=== DATA SUPPLIED ===
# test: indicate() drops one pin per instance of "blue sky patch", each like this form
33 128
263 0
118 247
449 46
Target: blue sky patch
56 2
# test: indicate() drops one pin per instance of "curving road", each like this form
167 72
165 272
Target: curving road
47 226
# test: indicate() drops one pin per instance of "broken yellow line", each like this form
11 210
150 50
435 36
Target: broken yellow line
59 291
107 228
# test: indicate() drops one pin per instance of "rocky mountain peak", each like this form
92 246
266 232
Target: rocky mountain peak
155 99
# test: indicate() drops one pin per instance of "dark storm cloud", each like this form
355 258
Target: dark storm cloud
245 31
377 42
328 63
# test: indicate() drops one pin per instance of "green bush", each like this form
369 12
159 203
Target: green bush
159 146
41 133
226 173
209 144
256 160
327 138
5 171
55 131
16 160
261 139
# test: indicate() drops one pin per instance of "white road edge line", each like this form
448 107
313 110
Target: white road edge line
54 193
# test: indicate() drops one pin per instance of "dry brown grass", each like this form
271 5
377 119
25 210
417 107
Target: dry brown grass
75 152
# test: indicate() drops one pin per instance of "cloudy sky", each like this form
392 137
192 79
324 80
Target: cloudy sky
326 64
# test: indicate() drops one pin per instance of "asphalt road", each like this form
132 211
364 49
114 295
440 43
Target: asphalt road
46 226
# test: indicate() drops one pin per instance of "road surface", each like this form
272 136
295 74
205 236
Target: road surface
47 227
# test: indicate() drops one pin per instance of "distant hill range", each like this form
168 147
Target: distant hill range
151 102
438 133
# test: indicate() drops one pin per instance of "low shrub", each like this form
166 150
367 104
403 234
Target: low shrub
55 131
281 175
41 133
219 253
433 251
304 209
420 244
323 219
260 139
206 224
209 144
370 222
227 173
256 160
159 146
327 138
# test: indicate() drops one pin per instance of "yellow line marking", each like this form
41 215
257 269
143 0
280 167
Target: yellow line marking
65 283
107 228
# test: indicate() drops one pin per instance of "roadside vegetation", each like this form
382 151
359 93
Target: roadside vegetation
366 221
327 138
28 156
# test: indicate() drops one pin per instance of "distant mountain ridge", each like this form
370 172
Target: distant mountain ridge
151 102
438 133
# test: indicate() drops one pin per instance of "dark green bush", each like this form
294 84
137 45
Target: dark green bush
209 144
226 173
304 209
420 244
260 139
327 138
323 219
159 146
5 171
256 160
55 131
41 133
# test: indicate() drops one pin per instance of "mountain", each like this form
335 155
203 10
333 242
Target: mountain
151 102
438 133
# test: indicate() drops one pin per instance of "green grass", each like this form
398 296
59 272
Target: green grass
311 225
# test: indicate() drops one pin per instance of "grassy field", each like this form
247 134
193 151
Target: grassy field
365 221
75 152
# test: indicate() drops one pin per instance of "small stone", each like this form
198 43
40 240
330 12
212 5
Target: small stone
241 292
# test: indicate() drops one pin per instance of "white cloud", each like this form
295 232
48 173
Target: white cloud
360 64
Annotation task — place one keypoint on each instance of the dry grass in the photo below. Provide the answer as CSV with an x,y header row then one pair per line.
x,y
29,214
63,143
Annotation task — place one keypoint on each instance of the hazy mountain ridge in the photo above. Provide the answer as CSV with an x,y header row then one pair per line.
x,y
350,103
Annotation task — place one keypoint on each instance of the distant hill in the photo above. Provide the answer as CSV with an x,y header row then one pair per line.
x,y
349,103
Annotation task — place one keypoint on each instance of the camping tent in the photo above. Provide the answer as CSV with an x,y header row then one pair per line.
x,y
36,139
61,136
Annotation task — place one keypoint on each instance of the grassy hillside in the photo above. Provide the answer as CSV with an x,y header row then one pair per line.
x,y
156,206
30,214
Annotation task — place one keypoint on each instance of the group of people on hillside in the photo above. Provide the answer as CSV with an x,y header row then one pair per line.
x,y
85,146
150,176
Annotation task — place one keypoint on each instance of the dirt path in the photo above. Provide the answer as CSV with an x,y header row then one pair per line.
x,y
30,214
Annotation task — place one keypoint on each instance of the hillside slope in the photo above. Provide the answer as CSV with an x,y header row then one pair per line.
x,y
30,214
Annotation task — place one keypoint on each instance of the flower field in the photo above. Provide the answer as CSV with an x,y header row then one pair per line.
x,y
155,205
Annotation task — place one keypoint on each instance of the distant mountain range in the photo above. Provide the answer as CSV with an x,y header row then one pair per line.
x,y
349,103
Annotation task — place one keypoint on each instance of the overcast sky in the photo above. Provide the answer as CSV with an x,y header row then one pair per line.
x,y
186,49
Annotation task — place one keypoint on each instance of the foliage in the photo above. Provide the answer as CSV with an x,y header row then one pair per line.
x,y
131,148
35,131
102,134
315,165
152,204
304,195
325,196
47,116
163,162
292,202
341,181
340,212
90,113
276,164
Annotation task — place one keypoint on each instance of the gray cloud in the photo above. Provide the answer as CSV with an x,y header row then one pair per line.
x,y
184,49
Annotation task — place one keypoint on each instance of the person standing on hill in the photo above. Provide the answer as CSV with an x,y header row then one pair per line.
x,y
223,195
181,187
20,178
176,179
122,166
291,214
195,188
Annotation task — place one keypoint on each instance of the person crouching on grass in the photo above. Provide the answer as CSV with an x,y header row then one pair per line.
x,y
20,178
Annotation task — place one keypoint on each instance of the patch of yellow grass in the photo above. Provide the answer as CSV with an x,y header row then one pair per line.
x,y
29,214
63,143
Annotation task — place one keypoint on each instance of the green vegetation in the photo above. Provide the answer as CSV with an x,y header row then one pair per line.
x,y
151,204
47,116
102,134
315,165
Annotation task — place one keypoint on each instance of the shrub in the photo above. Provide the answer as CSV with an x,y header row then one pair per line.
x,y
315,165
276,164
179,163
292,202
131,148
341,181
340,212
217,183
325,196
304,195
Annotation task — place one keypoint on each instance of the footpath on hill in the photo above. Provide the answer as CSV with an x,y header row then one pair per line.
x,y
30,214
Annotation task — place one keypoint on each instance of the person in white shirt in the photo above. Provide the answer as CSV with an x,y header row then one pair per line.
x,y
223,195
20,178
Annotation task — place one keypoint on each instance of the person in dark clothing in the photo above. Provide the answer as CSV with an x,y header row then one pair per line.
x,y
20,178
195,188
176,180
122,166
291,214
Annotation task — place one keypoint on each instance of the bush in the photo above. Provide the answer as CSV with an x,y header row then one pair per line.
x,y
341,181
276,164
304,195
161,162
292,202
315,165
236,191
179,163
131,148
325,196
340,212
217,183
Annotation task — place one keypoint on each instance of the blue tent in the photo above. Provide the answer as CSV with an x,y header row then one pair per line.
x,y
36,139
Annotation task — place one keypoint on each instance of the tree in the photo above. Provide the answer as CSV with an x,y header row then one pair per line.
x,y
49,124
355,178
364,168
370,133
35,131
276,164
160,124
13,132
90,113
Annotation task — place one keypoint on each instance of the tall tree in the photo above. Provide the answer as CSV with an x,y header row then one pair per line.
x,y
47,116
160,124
===
## [WORK TO COMPLETE]
Using the listing above, retype each line exactly.

## [EXERCISE RESPONSE]
# test: indicate() drops one pin per instance of "blue sky patch", each like this form
33 128
263 0
118 247
449 46
Target: blue sky patch
56 2
# test: indicate() drops one pin per instance of "curving road", each like this form
167 72
165 272
Target: curving road
47 226
# test: indicate() drops one pin per instance of "broken yellow line", each like this form
11 210
150 50
435 36
Target: broken yellow line
59 291
107 228
# test: indicate() drops one pin per instance of "rocky mountain peak", each like this form
92 246
266 232
Target: rocky mountain peak
155 99
# test: indicate() drops one pin per instance of "dark storm cloud", each like this form
355 258
Target: dark storm cloud
245 31
377 42
328 63
# test: indicate() drops one pin per instance of "green bush", each like this form
369 12
159 203
Target: green bush
159 146
41 133
226 173
209 144
256 160
327 138
5 171
55 131
16 160
261 139
# test: indicate() drops one pin per instance of "white road edge line", each like this form
448 107
313 110
Target: white road edge line
54 193
# test: indicate() drops one pin per instance of "dry brown grass", each like this form
271 5
377 119
25 210
417 107
Target: dry brown grass
75 152
# test: indicate() drops one pin per instance of "cloudy sky", each like this form
392 137
192 79
324 80
Target: cloudy sky
326 64
# test: indicate() drops one pin per instance of "asphalt road", each like this form
132 211
364 49
114 295
440 43
Target: asphalt road
46 226
# test: indicate() drops one pin per instance of "road surface", each like this form
272 136
295 74
205 236
Target: road surface
47 227
# test: indicate() drops one pin per instance of "distant hill range", each like this form
168 147
Target: distant hill range
151 102
438 133
# test: indicate() drops one pin per instance of "low shrub", each like this form
166 150
367 104
403 234
Target: low shrub
55 131
281 175
41 133
219 253
433 251
304 209
420 244
323 219
260 139
206 224
209 144
370 222
227 173
256 160
159 146
327 138
# test: indicate() drops one pin per instance of "yellow line marking", each like this form
41 215
257 269
143 0
280 167
Target: yellow line marking
65 283
107 228
# test: indicate() drops one pin per instance of "roadside vegetation", each like this form
382 151
359 93
Target: roadside vegetation
366 221
327 138
28 156
# test: indicate() drops one pin per instance of "distant mountain ridge", each like this form
370 172
Target: distant mountain ridge
151 102
438 133
# test: indicate() drops one pin per instance of "dark green bush", each like this form
294 84
137 45
Target: dark green bush
209 144
226 173
304 209
420 244
260 139
327 138
323 219
159 146
5 171
256 160
55 131
41 133
# test: indicate() drops one pin per instance of "mountain", each like this form
335 155
203 10
333 242
Target: mountain
151 102
438 133
# test: indicate() drops one pin per instance of "green grass", each like this form
398 296
59 272
Target: green grass
311 225
# test: indicate() drops one pin per instance of "grassy field", each like this form
247 134
193 151
Target: grassy field
365 221
75 152
# test: indicate() drops one pin per instance of "small stone", each like this form
198 43
40 240
330 12
212 5
Target: small stone
241 292
# test: indicate() drops one pin per instance of "white cloud", each like this form
295 232
48 173
Target: white cloud
360 64
Annotation task — place one keypoint on each instance of the dry grass in the photo below. Provide the answer as CSV with an x,y header row then one pair per line.
x,y
29,214
63,143
Annotation task — place one keypoint on each instance of the hazy mountain ridge in the photo above. Provide the answer as CSV with an x,y header row then one pair per line.
x,y
350,103
Annotation task — place one keypoint on each instance of the distant hill in the photo above. Provide the answer as CSV with an x,y header row then one pair per line.
x,y
349,103
Annotation task — place one keypoint on each instance of the camping tent in the photo above. Provide the answer as CSV with an x,y header row then one pair per line.
x,y
36,139
61,136
Annotation task — place one keypoint on each instance of the grassy hillside in the photo above. Provide the answer as CSV with an x,y header row then one pair per line.
x,y
156,206
30,214
Annotation task — place one keypoint on each instance of the group of people on hillside in the photo above. Provide the answer as CSV with an x,y header row then one pair per line.
x,y
85,146
150,176
Annotation task — place one keypoint on each instance of the dirt path in the photo above. Provide the answer as CSV with an x,y header row then one pair per line.
x,y
30,214
Annotation task — place one keypoint on each instance of the hillside slope in the photo above. Provide the answer as CSV with an x,y header row then one pair per line.
x,y
30,214
Annotation task — place one keypoint on each instance of the flower field in the photo above. Provide the answer as CSV with an x,y header row then one pair per line.
x,y
155,205
Annotation task — place one keypoint on each instance of the distant mountain range in the photo above. Provide the answer as CSV with an x,y header row then one pair per line.
x,y
349,103
Annotation task — place one keypoint on each instance of the overcast sky in the photo above. Provide the answer as CSV with an x,y header row then one pair per line.
x,y
186,49
Annotation task — place one keypoint on each instance of the foliage in the photo above. Provide the answer as CSV with an x,y header row then one pair per line.
x,y
131,148
35,131
102,134
315,165
152,204
304,195
325,196
47,116
163,162
292,202
341,181
340,212
90,113
276,164
Annotation task — place one keypoint on each instance of the gray cloud in the photo above. Provide the answer as CSV with an x,y header row then one pair per line.
x,y
184,49
Annotation task — place one keypoint on each instance of the person standing on hill in the photo above. Provide the answer as CSV with an x,y header row then one pair per line.
x,y
223,195
181,187
20,178
176,179
122,166
291,214
195,188
Annotation task — place one keypoint on each instance of the person crouching on grass in the photo above. Provide the answer as CSV with an x,y header row then one pair per line.
x,y
20,178
Annotation task — place one keypoint on each instance of the patch of yellow grass in the photo above. Provide the answer as CSV with an x,y header row then one pair per line.
x,y
29,214
63,143
Annotation task — place one keypoint on each instance of the green vegetation in the photo above. Provide the answer as CSV with an x,y header row then one pair per line.
x,y
151,204
47,116
102,134
315,165
Annotation task — place one keypoint on each instance of the shrub in the photo above. Provide the answer as CSV with an x,y header row then one pair per line.
x,y
315,165
276,164
179,163
292,202
131,148
341,181
340,212
217,183
325,196
304,195
Annotation task — place one keypoint on each instance of the footpath on hill in the photo above. Provide the answer as CSV with an x,y header row then one pair per line.
x,y
30,214
Annotation task — place one keypoint on each instance of the person in white shirt in the photo above. Provide the answer as CSV with an x,y header row then one pair per line.
x,y
223,195
20,178
Annotation task — place one keypoint on each instance of the person in dark clothing in the photo above. Provide the answer as CSV with an x,y header row then one pair per line.
x,y
20,178
195,188
176,180
122,166
291,214
Annotation task — place one keypoint on each instance of the bush in the photo above. Provide the answer as CSV with an x,y header row then one pair per line.
x,y
341,181
276,164
304,195
161,162
292,202
315,165
236,191
179,163
131,148
325,196
340,212
217,183
Annotation task — place one keypoint on each instance of the blue tent in the photo above. Provide the answer as CSV with an x,y header row then one pair per line.
x,y
36,139
Annotation task — place one keypoint on each instance of the tree in the photo above. Provide the answer as CSV with an x,y header row then one pair per line.
x,y
49,124
355,178
364,168
370,133
35,131
276,164
160,124
13,132
90,113
Annotation task — place one keypoint on each instance of the tall tree in the photo above. Provide the answer as CSV with an x,y header row then one pair per line.
x,y
47,116
160,124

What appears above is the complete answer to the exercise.